#### The request
Write out, word for word, the part of the athlete profile below from "Yousef Ahmed Masrahi" to "for four years.".

#### Document text
________________________________________
Yousef Ahmed Masrahi (Arabic:يوسف مسرحي) (born 31 December 1987, in Najran) is a Saudi Arabian track and field athlete, who specialises in the 400 metres sprint. His personal best time for the event is 43.93 seconds, set in 2015, and is the Asian record.

Masrahi represented his country at the 2012 London Olympics and is a three-time participant at the World Championships in Athletics (2009, 2013, 2015). He was the gold medallist at both the Asian Athletics Championships in 2011 and at the 2014 Asian Games. He was banned for doping in 2016 for four years.

Career
His first international outing came in middle-distance events at the 2007 Asian Indoor Games. He failed to finish in the 800 metres, but set a national indoor record of 4:11.28 minutes in the 1500 metres heats. He won his first medal at the competition in the 4×400 metres relay, taking the gold alongside Hamdan Al-Bishi, Ali Al-Deraan and Hamed Al-Bishi. In the 2008 season he was based in California and began to run in the 200 metres and 400 metres instead, setting best times of 21.80 and 46.45 seconds in the events.
________________________________________
#### Data lines
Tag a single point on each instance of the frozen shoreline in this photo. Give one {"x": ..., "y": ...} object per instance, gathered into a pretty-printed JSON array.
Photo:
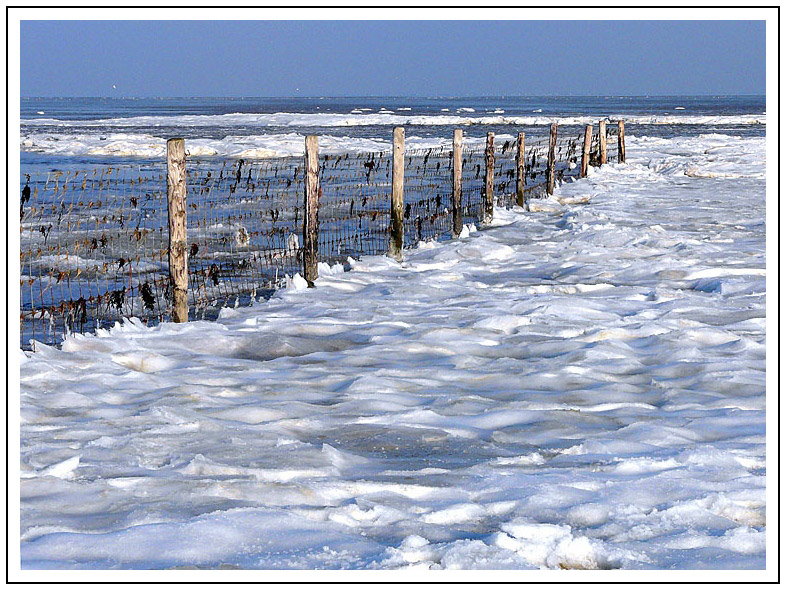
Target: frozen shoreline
[{"x": 581, "y": 386}]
________________________________________
#### Exercise answer
Yousef Ahmed Masrahi (Arabic:يوسف مسرحي) (born 31 December 1987, in Najran) is a Saudi Arabian track and field athlete, who specialises in the 400 metres sprint. His personal best time for the event is 43.93 seconds, set in 2015, and is the Asian record.

Masrahi represented his country at the 2012 London Olympics and is a three-time participant at the World Championships in Athletics (2009, 2013, 2015). He was the gold medallist at both the Asian Athletics Championships in 2011 and at the 2014 Asian Games. He was banned for doping in 2016 for four years.